Entro Security AGA brings governance and control to enterprise AI agents and access

Entro Security has launched its Agentic Governance & Administration (AGA), a new pillar of the Entro platform designed to help security and identity teams govern AI agents and AI access across enterprise systems. Applied to the new realities of AI-driven access, AGA brings governance back to fundamentals of inventory, ownership, least privilege, auditability, and enforcement as organizations accelerate adoption of AI assistants, agent platforms, and locally running agents.

“Enterprise AI adoption rarely starts with a strategy deck. It starts with a connection,” said Itzik Alvas, CEO of Entro Security. “A developer connects a tool to an LLM, a team installs an AI app in SaaS, or someone authenticates an agent against SharePoint, GitHub, Salesforce, or internal APIs. It works, spreads fast, and then security teams get questions they can’t answer fast enough. Who connected what, to which systems, with what permissions, and using which identities? Our AGA helps teams regain clarity and control as AI access becomes the default.”

AGA extends the proven IGA playbook to a new access surface

At first glance, agentic AI governance looks familiar, with permissions, owners, and access reviews. But agentic AI introduces a new access surface that traditional IAM and Identity Governance and Administration (IGA) tools were not designed to govern effectively. The user is often an AI service or locally running agent. Access paths are powered by NHIs, tokens, service accounts, API keys, and secrets. And blast radius is defined by OAuth scopes, integrations, syncing, and automation, rather than a single human login.

▸ Prompt:
Answer these from the AGA announcement:
1. Who is named as CEO of Entro Security?
2. Which fundamentals does AGA bring governance back to?
3. What defines blast radius in agentic AI?
The items that come next are not needed for any of this work.

▸ Records supplied:
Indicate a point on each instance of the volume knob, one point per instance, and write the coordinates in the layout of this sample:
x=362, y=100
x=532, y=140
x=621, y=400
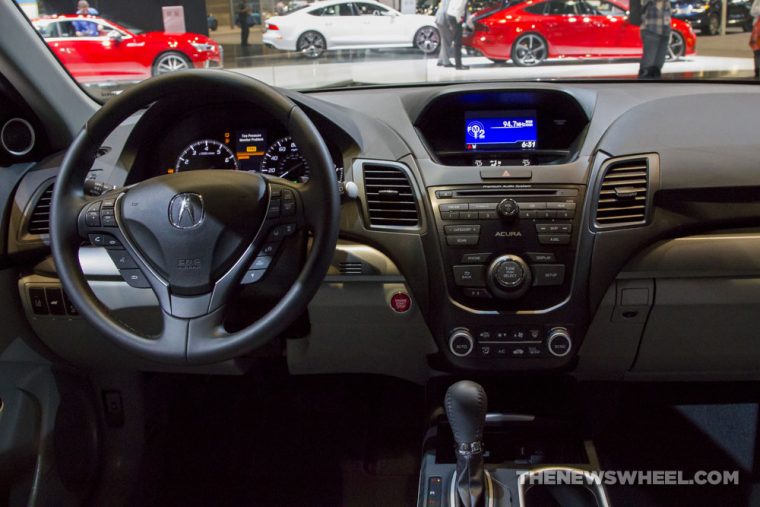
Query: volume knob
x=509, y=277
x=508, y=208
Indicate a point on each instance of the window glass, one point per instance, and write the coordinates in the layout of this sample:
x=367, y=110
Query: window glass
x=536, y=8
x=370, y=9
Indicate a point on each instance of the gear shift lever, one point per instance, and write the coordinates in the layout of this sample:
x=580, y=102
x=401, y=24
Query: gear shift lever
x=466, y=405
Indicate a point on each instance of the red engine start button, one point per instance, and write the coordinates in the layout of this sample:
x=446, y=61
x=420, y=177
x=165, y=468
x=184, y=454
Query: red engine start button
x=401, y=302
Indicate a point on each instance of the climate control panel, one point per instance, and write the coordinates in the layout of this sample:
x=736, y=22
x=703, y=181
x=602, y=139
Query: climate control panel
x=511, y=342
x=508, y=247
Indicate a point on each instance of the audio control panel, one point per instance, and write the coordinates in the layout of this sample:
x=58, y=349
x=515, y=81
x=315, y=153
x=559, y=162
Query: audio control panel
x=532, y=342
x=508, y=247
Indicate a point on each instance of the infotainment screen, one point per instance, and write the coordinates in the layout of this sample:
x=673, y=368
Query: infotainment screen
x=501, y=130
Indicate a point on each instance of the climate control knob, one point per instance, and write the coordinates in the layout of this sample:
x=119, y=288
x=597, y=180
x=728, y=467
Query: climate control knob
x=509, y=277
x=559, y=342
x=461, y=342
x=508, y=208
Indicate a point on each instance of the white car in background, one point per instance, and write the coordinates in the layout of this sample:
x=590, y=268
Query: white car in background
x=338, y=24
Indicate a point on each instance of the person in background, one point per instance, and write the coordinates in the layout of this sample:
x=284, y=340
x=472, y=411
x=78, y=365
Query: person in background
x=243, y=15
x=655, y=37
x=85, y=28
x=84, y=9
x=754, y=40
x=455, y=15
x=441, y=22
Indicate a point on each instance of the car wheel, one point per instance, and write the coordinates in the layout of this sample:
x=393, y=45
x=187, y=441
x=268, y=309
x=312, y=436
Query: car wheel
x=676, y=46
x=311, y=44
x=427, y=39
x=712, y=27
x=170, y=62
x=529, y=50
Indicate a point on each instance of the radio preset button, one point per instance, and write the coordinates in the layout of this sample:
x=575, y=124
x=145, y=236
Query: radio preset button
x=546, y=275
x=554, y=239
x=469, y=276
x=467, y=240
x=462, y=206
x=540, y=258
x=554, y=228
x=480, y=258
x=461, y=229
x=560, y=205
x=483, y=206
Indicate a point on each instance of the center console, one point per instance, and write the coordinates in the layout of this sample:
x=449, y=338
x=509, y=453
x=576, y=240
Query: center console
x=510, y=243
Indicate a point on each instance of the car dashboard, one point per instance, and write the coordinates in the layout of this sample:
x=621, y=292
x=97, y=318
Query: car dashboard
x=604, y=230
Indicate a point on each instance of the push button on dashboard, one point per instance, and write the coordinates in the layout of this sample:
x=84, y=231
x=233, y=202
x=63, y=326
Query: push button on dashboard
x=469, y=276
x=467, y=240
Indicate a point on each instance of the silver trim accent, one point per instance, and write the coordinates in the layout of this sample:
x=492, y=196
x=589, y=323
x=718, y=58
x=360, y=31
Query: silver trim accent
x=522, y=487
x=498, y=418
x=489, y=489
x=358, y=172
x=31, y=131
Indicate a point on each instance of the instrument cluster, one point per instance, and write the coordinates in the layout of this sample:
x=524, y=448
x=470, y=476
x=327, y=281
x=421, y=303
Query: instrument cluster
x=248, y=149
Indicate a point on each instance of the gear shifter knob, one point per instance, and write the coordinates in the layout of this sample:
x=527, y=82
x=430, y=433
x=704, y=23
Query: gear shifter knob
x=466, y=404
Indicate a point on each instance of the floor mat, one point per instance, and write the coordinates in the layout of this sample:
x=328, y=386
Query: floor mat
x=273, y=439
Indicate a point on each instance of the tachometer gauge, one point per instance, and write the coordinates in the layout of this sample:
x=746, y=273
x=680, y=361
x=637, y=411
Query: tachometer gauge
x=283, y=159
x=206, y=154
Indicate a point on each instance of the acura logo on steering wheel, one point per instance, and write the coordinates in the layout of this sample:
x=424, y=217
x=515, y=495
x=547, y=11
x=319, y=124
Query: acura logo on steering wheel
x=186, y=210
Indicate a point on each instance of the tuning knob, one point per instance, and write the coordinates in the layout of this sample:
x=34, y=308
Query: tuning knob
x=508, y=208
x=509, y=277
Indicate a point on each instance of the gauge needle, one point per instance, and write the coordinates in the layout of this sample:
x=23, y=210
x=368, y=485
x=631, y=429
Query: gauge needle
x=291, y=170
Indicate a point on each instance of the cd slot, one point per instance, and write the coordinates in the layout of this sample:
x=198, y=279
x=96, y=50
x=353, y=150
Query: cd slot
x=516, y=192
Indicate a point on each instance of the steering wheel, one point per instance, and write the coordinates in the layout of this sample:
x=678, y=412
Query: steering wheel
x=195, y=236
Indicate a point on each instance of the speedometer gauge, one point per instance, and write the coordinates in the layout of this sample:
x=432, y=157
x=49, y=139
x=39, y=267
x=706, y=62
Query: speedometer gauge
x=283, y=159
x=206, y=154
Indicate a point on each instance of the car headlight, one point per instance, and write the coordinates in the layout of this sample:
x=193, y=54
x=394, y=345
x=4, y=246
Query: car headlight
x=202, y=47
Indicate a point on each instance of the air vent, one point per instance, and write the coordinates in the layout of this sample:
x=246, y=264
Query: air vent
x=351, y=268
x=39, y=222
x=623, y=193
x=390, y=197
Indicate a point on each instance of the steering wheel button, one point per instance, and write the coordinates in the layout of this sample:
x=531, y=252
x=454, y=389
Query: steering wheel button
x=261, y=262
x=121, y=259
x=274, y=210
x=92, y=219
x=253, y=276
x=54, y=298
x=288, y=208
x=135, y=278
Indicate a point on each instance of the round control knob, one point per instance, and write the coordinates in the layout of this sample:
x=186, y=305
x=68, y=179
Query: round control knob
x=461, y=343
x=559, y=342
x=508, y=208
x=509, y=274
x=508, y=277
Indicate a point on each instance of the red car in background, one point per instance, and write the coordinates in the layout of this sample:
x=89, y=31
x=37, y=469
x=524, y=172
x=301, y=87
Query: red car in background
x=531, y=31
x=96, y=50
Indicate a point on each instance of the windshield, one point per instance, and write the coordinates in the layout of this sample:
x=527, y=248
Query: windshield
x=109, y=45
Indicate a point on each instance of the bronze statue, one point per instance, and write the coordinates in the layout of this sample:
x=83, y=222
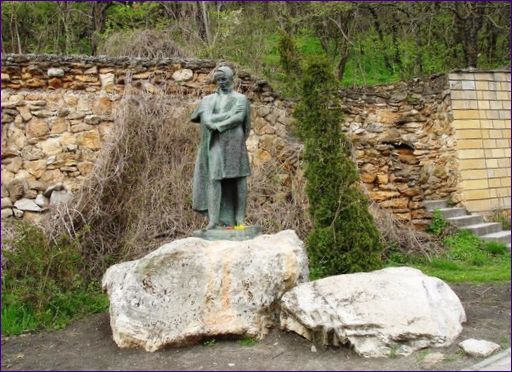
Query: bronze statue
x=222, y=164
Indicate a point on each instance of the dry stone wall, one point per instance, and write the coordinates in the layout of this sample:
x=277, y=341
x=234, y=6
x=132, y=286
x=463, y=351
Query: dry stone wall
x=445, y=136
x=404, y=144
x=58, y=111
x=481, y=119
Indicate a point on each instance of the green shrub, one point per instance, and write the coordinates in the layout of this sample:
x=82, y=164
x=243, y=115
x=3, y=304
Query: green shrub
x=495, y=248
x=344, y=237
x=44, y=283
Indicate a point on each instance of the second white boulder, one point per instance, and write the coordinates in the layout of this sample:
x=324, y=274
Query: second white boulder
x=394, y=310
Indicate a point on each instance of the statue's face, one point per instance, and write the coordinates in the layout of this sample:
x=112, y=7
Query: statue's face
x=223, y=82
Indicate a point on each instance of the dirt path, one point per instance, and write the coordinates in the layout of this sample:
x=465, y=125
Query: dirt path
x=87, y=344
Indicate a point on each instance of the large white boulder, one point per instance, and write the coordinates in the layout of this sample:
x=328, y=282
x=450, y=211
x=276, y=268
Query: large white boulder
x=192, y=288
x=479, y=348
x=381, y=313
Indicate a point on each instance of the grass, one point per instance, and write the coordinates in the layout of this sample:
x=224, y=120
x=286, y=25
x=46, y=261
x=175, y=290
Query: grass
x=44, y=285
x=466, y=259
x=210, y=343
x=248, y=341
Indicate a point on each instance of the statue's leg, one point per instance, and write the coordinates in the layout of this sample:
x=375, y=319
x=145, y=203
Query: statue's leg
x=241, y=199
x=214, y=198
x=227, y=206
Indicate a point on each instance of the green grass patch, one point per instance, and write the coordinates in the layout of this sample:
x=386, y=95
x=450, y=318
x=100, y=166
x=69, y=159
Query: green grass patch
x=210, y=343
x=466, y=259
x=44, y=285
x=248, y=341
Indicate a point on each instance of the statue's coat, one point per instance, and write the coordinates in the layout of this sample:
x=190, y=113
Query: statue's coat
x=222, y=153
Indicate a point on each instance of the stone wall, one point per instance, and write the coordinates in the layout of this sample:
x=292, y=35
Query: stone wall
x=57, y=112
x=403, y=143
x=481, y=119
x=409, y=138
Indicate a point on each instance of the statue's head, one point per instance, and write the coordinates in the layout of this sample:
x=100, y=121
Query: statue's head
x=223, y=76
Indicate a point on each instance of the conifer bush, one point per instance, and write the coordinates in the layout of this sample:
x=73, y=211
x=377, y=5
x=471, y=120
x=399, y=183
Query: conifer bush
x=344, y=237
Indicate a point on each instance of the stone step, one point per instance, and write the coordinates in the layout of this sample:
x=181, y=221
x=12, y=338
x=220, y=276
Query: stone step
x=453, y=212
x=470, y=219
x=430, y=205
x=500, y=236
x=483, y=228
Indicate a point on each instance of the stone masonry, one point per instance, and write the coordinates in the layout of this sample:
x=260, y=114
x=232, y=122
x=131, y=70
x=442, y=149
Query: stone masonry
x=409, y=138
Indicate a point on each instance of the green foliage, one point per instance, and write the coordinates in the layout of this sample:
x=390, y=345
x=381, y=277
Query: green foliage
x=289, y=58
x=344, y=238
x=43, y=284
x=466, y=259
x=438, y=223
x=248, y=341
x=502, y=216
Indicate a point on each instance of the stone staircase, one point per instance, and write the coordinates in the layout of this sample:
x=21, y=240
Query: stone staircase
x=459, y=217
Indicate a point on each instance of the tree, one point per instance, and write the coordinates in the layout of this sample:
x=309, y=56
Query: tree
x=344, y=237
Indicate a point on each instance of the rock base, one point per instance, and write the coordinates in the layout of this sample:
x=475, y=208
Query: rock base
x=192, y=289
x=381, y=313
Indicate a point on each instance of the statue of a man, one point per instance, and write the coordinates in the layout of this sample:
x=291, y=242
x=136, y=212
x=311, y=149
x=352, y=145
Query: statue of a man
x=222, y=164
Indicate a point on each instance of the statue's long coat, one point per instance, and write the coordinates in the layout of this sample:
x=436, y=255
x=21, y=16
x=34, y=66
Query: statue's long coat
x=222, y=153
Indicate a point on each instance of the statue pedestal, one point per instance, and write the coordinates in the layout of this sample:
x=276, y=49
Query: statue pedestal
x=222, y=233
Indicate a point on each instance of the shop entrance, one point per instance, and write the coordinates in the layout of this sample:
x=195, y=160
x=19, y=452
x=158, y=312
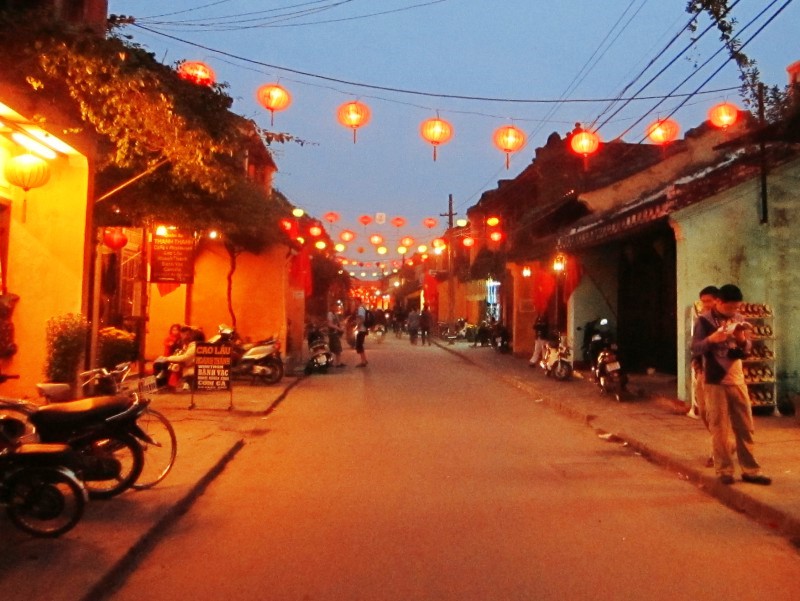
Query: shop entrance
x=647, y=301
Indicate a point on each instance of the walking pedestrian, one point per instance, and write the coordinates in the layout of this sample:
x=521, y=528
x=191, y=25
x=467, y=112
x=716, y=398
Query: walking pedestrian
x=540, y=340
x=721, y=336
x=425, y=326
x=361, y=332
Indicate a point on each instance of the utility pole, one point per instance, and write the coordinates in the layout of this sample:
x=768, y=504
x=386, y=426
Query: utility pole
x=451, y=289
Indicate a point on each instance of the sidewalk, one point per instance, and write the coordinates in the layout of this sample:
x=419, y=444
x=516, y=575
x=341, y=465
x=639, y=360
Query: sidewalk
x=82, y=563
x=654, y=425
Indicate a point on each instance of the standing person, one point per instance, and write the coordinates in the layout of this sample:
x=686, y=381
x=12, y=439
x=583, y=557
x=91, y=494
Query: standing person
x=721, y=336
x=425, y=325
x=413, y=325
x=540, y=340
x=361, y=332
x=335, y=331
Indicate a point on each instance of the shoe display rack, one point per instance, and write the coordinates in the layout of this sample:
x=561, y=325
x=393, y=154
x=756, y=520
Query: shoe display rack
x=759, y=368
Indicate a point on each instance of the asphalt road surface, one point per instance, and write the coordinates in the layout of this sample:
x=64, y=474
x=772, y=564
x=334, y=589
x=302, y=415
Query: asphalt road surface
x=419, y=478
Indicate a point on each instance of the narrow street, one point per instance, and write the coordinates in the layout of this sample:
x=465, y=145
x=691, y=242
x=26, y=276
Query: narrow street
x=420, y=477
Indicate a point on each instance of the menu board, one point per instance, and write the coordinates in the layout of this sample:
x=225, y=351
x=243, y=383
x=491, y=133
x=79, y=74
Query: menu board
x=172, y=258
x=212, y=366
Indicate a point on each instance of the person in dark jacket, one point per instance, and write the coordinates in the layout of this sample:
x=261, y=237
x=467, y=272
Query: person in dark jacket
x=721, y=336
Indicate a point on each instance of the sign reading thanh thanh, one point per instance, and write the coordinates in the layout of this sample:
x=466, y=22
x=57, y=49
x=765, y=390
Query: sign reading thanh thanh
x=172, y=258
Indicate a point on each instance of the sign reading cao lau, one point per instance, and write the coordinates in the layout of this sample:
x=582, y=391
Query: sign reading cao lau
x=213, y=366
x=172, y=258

▸ Output for this task:
1. Itzik Alvas.
2. Inventory, ownership, least privilege, auditability, and enforcement.
3. OAuth scopes, integrations, syncing, and automation, rather than a single human login.